Request = Reproduce the items below verbatim, omitting the pictures.

Provided material =
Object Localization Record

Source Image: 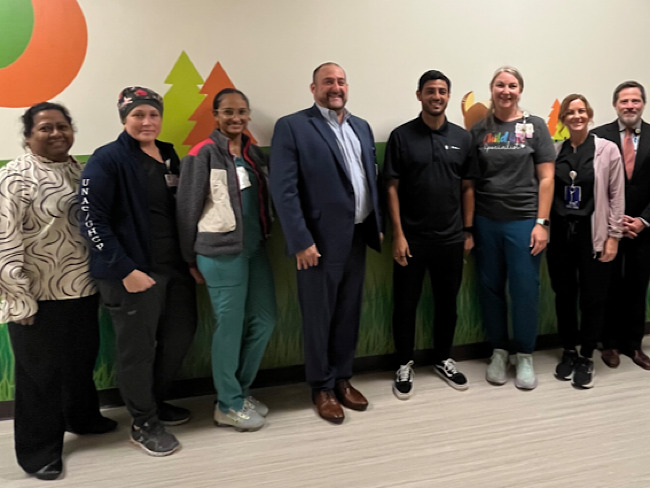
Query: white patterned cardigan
[0,153,96,323]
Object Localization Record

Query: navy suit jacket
[592,120,650,222]
[269,105,382,261]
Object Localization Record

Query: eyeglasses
[214,108,251,119]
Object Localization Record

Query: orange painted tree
[184,62,257,147]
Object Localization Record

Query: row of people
[0,63,650,479]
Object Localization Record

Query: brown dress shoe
[334,380,368,412]
[600,349,616,368]
[314,390,345,424]
[630,349,650,370]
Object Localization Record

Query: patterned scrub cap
[117,86,163,122]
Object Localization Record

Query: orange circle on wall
[0,0,88,107]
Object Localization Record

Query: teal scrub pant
[197,246,276,412]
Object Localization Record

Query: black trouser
[97,270,196,426]
[546,216,613,358]
[297,224,366,392]
[603,229,650,354]
[9,295,100,473]
[393,242,464,365]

Exercise output =
Object Localization Record

Source Image: 
Query: white patterned cardigan
[0,153,96,323]
Object Localization Record

Query: navy suit jacket
[592,120,650,222]
[269,105,382,261]
Object Localization Record

Query: eyeglasses
[214,108,251,119]
Object Localization Record

Query: orange painted tree
[184,62,257,147]
Object Localization Record

Query: row of people
[0,63,650,479]
Object Localization Record

Query: brown dress shoe
[334,380,368,412]
[600,349,616,368]
[314,390,345,424]
[630,349,650,370]
Object Localization Record

Query: patterned scrub cap
[117,86,163,122]
Object Localization Record

Query: orange circle on wall
[0,0,88,107]
Object Localization Record

Query: teal scrub pant
[197,246,276,412]
Object Localization Record

Query: black trouser
[97,270,196,426]
[546,216,613,358]
[297,224,366,392]
[603,229,650,354]
[9,295,100,473]
[393,242,464,365]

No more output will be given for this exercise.